• _TO DO_
Make an exact copy of the listing below.
BEGIN
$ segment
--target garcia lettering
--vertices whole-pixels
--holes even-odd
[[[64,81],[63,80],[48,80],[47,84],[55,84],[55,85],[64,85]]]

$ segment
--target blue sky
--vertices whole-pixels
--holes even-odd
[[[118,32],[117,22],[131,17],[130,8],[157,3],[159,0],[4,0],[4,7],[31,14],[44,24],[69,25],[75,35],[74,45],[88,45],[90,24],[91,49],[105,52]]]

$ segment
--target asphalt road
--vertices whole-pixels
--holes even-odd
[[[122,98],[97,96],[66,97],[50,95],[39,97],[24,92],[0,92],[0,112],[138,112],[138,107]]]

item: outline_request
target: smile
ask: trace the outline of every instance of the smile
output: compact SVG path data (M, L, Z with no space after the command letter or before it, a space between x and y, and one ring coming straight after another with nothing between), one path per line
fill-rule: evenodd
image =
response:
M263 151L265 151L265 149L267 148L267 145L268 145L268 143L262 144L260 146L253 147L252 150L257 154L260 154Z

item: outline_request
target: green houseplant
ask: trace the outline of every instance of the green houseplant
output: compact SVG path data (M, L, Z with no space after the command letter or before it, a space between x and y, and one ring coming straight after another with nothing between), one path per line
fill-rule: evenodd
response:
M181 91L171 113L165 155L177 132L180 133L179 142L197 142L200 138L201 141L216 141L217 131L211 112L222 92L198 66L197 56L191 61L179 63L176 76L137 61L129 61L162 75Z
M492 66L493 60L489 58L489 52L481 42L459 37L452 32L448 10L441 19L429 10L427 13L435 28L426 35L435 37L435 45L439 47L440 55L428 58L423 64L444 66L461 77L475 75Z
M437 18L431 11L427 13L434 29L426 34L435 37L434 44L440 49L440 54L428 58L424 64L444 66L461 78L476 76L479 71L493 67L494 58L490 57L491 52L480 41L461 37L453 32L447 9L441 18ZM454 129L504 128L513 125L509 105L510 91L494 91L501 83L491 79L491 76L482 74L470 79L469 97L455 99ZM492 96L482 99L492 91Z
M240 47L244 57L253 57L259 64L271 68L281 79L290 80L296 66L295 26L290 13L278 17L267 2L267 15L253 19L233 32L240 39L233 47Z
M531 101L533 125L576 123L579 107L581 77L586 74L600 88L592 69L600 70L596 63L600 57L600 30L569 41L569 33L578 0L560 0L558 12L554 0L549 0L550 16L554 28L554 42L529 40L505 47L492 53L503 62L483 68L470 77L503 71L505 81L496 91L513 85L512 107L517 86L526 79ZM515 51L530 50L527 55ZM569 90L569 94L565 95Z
END
• _THE ANSWER_
$ segment
--target garcia lettering
--vertices whole-pixels
--holes even-odd
[[[64,81],[63,80],[48,80],[47,84],[55,84],[55,85],[64,85]]]

$ segment
--target blue sky
--vertices whole-pixels
--holes even-odd
[[[118,32],[117,22],[131,17],[130,8],[157,3],[159,0],[4,0],[4,7],[31,14],[44,24],[69,25],[75,35],[74,45],[88,45],[90,24],[91,49],[105,52]]]

$ segment
--target asphalt road
--vertices whole-pixels
--holes even-odd
[[[122,98],[97,96],[66,97],[50,95],[39,97],[24,92],[0,92],[0,112],[138,112],[138,107]]]

item: outline_request
target: smile
ask: trace the outline of every instance of the smile
output: compact SVG path data (M, L, Z with no space after the command letter or before it, a space between x and y, and one ring coming straight after another with nothing between), one path per line
fill-rule: evenodd
image =
response:
M263 151L265 151L265 149L267 148L267 145L268 145L268 143L262 144L260 146L253 147L252 150L257 154L260 154Z

item: outline_request
target: green houseplant
ask: trace the outline of every instance of the green houseplant
output: compact SVG path data (M, L, Z with no space after the command letter or before it, a space between x and y, and one ring coming straight after another with nothing between), one path per line
fill-rule: evenodd
response:
M181 91L171 113L165 155L177 132L180 133L179 142L197 142L200 138L201 141L216 141L217 131L211 112L222 92L198 66L197 56L191 61L179 63L176 76L137 61L129 61L162 75Z
M492 66L493 60L489 58L489 52L481 42L459 37L452 32L448 10L441 19L429 10L427 13L435 28L426 35L435 37L435 45L439 47L440 55L428 58L423 64L444 66L461 77L475 75Z
M437 18L431 11L427 13L434 29L426 34L435 37L434 44L440 49L440 54L428 58L424 64L444 66L461 78L476 76L479 71L493 67L494 58L490 57L491 52L480 41L461 37L453 32L447 9L441 18ZM454 129L504 128L513 125L509 105L510 91L494 91L501 83L491 79L491 76L482 74L470 79L469 97L455 99ZM492 96L482 99L492 91Z
M240 47L244 57L253 57L259 64L271 68L281 79L290 80L296 66L295 26L290 13L278 17L267 2L267 15L253 19L233 32L240 39L233 47Z
M531 101L533 125L576 123L579 107L581 77L586 74L600 88L592 69L600 70L596 63L600 57L600 30L569 41L569 33L578 0L560 0L558 12L554 0L549 0L550 16L554 28L554 42L529 40L505 47L492 53L503 62L483 68L470 77L503 71L505 81L496 91L513 85L512 107L517 86L526 79ZM515 51L530 50L527 55ZM569 90L569 94L565 95Z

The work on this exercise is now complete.